• _TO DO_
Your output should be the line with "Task: mark each instance of the hand" followed by every remaining line of the entries, reproduced exactly.

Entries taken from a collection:
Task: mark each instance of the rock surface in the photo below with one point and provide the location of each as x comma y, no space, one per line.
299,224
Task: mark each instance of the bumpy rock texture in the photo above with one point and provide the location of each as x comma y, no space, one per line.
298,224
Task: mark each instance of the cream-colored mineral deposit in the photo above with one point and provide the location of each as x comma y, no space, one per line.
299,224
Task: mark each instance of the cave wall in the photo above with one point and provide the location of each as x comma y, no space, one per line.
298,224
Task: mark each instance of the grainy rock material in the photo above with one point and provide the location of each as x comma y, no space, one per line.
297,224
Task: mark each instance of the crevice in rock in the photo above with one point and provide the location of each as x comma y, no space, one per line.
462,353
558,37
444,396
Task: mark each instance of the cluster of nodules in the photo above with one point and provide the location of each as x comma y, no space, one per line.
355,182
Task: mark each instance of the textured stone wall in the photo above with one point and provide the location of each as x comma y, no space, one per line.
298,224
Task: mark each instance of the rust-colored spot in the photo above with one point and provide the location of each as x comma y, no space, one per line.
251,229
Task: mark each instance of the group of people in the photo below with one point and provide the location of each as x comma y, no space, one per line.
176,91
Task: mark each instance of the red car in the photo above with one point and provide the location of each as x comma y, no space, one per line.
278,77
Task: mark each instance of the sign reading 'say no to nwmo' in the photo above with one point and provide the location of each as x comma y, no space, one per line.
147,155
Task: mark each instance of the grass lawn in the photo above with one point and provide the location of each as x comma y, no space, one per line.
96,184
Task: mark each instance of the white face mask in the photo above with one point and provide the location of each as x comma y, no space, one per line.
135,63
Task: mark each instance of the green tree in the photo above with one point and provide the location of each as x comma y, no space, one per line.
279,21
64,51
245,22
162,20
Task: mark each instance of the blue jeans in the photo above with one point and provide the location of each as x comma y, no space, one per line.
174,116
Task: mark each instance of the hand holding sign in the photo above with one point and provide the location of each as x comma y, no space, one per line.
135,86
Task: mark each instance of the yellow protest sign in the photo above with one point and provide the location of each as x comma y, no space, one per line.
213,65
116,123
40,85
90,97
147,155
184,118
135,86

• _OUTPUT BELOW_
Task: mark each instance of the hand holding sign in the photo above with one point and provide the location of each as x comma y, no space, one per line.
135,86
Task: mark each instance of the yellow protest sign in the photo above with one point and provide the location of each as x comma y, no space, one per line.
213,65
116,123
40,85
90,97
147,155
184,118
135,86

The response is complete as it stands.